"""
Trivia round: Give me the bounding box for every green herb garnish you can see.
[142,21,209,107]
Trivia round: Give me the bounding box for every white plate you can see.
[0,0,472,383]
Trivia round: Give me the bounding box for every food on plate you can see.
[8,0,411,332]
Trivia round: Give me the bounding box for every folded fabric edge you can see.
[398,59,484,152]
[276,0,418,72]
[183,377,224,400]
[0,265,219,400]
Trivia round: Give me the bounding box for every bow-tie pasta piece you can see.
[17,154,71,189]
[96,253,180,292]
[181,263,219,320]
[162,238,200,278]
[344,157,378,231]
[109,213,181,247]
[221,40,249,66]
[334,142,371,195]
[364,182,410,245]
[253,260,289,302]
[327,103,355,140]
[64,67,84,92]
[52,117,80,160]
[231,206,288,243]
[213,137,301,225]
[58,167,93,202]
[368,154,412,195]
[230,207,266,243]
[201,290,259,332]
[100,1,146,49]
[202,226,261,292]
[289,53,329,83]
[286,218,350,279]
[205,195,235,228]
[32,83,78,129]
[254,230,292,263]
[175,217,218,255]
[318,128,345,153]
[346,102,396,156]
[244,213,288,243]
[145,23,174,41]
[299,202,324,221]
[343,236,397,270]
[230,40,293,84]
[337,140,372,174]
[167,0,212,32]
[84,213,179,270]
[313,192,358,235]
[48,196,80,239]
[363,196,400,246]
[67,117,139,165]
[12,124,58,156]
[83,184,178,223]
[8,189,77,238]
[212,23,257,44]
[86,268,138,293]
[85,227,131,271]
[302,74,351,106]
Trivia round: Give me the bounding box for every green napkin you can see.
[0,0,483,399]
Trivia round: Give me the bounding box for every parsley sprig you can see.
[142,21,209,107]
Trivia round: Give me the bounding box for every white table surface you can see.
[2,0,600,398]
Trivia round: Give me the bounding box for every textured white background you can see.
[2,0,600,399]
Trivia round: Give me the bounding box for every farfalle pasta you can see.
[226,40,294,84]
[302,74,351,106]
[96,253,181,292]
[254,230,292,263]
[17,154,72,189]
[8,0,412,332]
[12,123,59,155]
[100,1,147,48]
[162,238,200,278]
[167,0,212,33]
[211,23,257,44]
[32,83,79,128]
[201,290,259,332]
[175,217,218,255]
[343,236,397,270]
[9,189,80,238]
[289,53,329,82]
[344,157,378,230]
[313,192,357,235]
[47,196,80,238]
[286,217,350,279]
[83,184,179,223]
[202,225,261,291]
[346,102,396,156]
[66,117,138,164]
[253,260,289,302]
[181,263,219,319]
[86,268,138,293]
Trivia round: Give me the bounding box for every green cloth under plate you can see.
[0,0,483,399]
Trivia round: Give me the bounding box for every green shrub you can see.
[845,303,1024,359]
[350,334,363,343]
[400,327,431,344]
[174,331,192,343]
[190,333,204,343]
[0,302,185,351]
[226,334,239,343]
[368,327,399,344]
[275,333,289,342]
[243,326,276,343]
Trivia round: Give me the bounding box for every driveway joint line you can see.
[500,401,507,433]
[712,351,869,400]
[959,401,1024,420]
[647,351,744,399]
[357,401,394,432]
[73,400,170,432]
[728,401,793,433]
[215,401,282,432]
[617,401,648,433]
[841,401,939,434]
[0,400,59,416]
"""
• [TASK]
Would you return exactly, and only, the lines beginning at the one with "Trivia round: Give me the bounding box for every textured" and ending at the last line of the listing?

• [ANSWER SPACE]
Trivia round: Give me the bounding box for every textured white background you can see.
[2,0,600,399]
Trivia round: Give me the bounding box for every farfalle pasta you can see.
[226,40,294,84]
[302,74,351,106]
[96,253,181,292]
[254,230,292,263]
[17,154,72,189]
[8,0,412,332]
[12,123,59,155]
[100,1,147,48]
[162,238,200,278]
[167,0,212,33]
[211,23,257,44]
[32,83,79,128]
[201,290,259,332]
[175,217,218,255]
[343,236,397,270]
[9,189,80,238]
[289,53,329,82]
[344,157,378,230]
[313,192,357,235]
[47,196,80,238]
[286,217,350,279]
[83,184,179,223]
[202,225,261,291]
[346,102,396,156]
[66,117,138,164]
[253,260,289,302]
[181,263,219,319]
[86,268,138,293]
Trivia round: Give me the bounding box for every green cloth under plate you can see.
[0,0,483,399]
Trivia round: Give me the bounding box for every green shrub you can see.
[845,303,1024,359]
[350,334,363,343]
[400,327,431,344]
[174,331,192,343]
[190,333,204,343]
[0,302,185,351]
[226,334,239,343]
[368,327,399,344]
[275,333,289,342]
[243,326,276,343]
Trivia round: Give me the bounding box for every driveway joint line you can see.
[500,401,507,433]
[712,351,869,400]
[959,401,1024,420]
[647,351,744,399]
[357,401,394,432]
[73,400,170,432]
[728,401,793,433]
[215,401,282,432]
[617,401,648,433]
[841,401,939,434]
[0,400,59,416]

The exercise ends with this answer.